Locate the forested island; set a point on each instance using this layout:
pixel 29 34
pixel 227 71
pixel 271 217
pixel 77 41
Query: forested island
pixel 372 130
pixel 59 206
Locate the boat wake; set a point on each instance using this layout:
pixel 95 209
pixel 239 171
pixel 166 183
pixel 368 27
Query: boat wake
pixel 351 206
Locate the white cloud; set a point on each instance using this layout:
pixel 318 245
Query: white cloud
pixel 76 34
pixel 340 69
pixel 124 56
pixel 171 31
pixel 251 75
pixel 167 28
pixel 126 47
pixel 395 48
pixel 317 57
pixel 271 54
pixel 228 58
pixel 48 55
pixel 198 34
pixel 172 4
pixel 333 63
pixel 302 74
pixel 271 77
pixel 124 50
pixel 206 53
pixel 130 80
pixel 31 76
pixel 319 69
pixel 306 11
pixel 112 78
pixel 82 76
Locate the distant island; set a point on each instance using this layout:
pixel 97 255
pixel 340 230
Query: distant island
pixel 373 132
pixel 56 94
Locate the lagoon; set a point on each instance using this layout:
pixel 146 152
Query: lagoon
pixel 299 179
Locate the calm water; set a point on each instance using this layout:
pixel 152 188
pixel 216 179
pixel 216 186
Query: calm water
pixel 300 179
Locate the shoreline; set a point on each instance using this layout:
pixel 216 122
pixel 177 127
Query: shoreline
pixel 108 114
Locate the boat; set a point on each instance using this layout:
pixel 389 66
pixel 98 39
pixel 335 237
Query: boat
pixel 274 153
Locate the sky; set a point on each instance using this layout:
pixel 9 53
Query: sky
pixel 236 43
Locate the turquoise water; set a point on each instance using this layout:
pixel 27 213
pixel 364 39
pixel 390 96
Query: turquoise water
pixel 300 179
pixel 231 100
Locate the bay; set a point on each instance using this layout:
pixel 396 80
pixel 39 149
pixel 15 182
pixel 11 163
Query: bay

_AIM_
Rewrite the part of the records that opens with the line containing "Locate the distant" and runs through the end of the records, replacing "calm water" with "still water" and leaving everything else unchanged. Give only that part.

_WORKED SOLUTION_
Locate the distant island; set a point on each instance using this layout:
pixel 97 255
pixel 340 230
Query: distant island
pixel 373 132
pixel 56 94
Locate the lagoon; set a point on each instance using this layout:
pixel 146 152
Query: lagoon
pixel 299 179
Locate the still water; set a point on each instance using this layout:
pixel 152 188
pixel 216 179
pixel 216 186
Query: still water
pixel 300 179
Locate the shoreline; set a point on each instance using this layout:
pixel 216 122
pixel 177 127
Query: shoreline
pixel 108 114
Locate the boat; set a point on each instance using this layout:
pixel 389 66
pixel 98 39
pixel 335 237
Query: boat
pixel 274 153
Locate the sky; set a point on each instance using this layout:
pixel 9 53
Query: sky
pixel 236 43
Locate the turquoise water; set a point on each instance using this layout:
pixel 27 213
pixel 364 39
pixel 390 96
Query: turquoise water
pixel 300 179
pixel 231 100
Locate the bay; set a point on each instance using this layout:
pixel 396 80
pixel 39 149
pixel 15 182
pixel 11 163
Query: bay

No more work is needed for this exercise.